Aim: Please retype all of the records below word for word, keeping every line unchanged.

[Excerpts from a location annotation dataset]
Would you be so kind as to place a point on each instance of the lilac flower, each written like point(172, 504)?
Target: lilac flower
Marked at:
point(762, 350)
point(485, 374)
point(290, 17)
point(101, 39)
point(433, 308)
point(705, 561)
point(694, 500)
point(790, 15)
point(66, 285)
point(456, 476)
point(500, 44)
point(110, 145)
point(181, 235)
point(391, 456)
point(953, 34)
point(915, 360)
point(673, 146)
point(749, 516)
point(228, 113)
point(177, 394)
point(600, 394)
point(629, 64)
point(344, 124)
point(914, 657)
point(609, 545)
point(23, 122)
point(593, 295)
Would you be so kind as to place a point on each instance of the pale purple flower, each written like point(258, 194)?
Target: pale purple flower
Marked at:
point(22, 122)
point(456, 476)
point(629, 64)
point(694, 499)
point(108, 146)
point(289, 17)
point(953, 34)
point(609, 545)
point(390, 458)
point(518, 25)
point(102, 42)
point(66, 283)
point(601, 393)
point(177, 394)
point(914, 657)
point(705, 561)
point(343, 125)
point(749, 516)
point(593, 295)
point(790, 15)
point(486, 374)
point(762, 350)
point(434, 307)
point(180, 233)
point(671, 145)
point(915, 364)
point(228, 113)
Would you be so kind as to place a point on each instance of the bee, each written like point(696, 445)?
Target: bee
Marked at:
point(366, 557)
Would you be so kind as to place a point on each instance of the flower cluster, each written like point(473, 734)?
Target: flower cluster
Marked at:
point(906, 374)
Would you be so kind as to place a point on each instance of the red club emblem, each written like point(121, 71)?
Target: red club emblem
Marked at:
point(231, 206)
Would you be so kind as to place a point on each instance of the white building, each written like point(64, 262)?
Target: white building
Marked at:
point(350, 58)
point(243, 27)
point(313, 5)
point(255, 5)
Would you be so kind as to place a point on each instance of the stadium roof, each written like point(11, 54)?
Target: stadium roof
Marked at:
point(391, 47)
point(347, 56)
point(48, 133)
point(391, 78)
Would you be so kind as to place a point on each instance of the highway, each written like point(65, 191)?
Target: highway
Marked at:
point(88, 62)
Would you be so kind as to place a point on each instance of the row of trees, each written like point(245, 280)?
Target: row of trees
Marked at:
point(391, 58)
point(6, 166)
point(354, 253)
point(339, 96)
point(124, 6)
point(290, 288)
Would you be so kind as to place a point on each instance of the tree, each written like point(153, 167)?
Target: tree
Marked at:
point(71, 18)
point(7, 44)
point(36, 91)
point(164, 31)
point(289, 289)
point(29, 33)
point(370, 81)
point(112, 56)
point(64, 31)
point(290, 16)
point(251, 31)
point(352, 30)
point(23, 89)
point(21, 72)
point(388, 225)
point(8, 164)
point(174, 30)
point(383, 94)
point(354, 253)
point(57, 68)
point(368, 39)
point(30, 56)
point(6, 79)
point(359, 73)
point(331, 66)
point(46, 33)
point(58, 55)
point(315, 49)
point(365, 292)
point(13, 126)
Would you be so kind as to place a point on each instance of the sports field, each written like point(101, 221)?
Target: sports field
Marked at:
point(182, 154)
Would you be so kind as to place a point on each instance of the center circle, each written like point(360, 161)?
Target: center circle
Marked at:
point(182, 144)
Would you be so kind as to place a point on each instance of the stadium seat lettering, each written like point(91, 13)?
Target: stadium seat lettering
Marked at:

Result:
Would you be so kind as to place a point on each instance of the lilac flower, each written like point(172, 504)?
Target: lilac flower
Marked at:
point(762, 350)
point(485, 374)
point(290, 17)
point(101, 39)
point(433, 308)
point(705, 561)
point(694, 500)
point(790, 15)
point(66, 285)
point(456, 476)
point(500, 44)
point(110, 145)
point(181, 235)
point(391, 456)
point(953, 34)
point(915, 360)
point(673, 146)
point(749, 516)
point(228, 113)
point(177, 394)
point(600, 394)
point(629, 64)
point(344, 124)
point(914, 657)
point(609, 545)
point(23, 122)
point(593, 295)
Would you be so kind as to place a point on each instance of the pale purple flower, each written like point(258, 194)?
Target: pale purple flower
Marked at:
point(22, 122)
point(456, 476)
point(629, 64)
point(694, 499)
point(108, 146)
point(289, 17)
point(953, 34)
point(609, 545)
point(390, 458)
point(518, 25)
point(102, 42)
point(66, 283)
point(601, 393)
point(177, 394)
point(914, 657)
point(705, 561)
point(343, 125)
point(749, 516)
point(593, 295)
point(790, 15)
point(486, 374)
point(762, 350)
point(434, 307)
point(180, 233)
point(671, 145)
point(915, 364)
point(228, 113)
Would you be so kind as to place a point on each instance of the bee, each written like point(696, 445)?
Target: bee
Marked at:
point(366, 557)
Would you be so kind as to place a point on each instance of the flower cluster, each written like point(473, 734)?
Target: flower cluster
Marked at:
point(906, 374)
Would you be so kind as to place a point on each instance of the red club emblem, each written like point(121, 71)?
Target: red club emblem
Marked at:
point(231, 206)
Would you be so kind as to place a point on each instance of the white building, each written like point(64, 262)?
Target: white building
Marked at:
point(350, 58)
point(243, 27)
point(313, 5)
point(255, 5)
Would you be so kind as to place a point on each instance of the stadium roof, each written like point(11, 54)?
Target: stadium roof
Marked at:
point(391, 47)
point(347, 56)
point(48, 133)
point(391, 78)
Would you be so kind as to place a point on each instance of the highway, each written like point(65, 191)?
Target: highway
Marked at:
point(88, 62)
Would you be so kind as to place a point on each instance of the row of trees, each written like point(245, 280)?
Target: row of trees
Marked at:
point(391, 58)
point(6, 166)
point(354, 253)
point(339, 96)
point(124, 6)
point(290, 288)
Would you be so kind as to place a point on each instance of the tree, each written like point(153, 167)?
Target: tree
Marked at:
point(71, 18)
point(7, 44)
point(36, 91)
point(164, 31)
point(289, 289)
point(29, 33)
point(370, 81)
point(112, 56)
point(64, 31)
point(290, 16)
point(251, 31)
point(352, 30)
point(23, 89)
point(21, 72)
point(388, 225)
point(8, 164)
point(174, 30)
point(383, 94)
point(354, 253)
point(57, 68)
point(368, 39)
point(30, 56)
point(6, 79)
point(359, 73)
point(331, 66)
point(46, 33)
point(58, 55)
point(315, 49)
point(365, 292)
point(13, 126)
Would you be so kind as to place a point on each instance of the sports field, each written like point(101, 221)?
Target: sports field
Marked at:
point(182, 154)
Would you be so kind as to place a point on each instance of the center circle, each written like point(360, 161)?
Target: center circle
Marked at:
point(182, 144)
Would you be so kind as to place a point on each instance of the stadium seat lettering, each written like point(91, 13)?
Target: stadium seat lettering
Marked at:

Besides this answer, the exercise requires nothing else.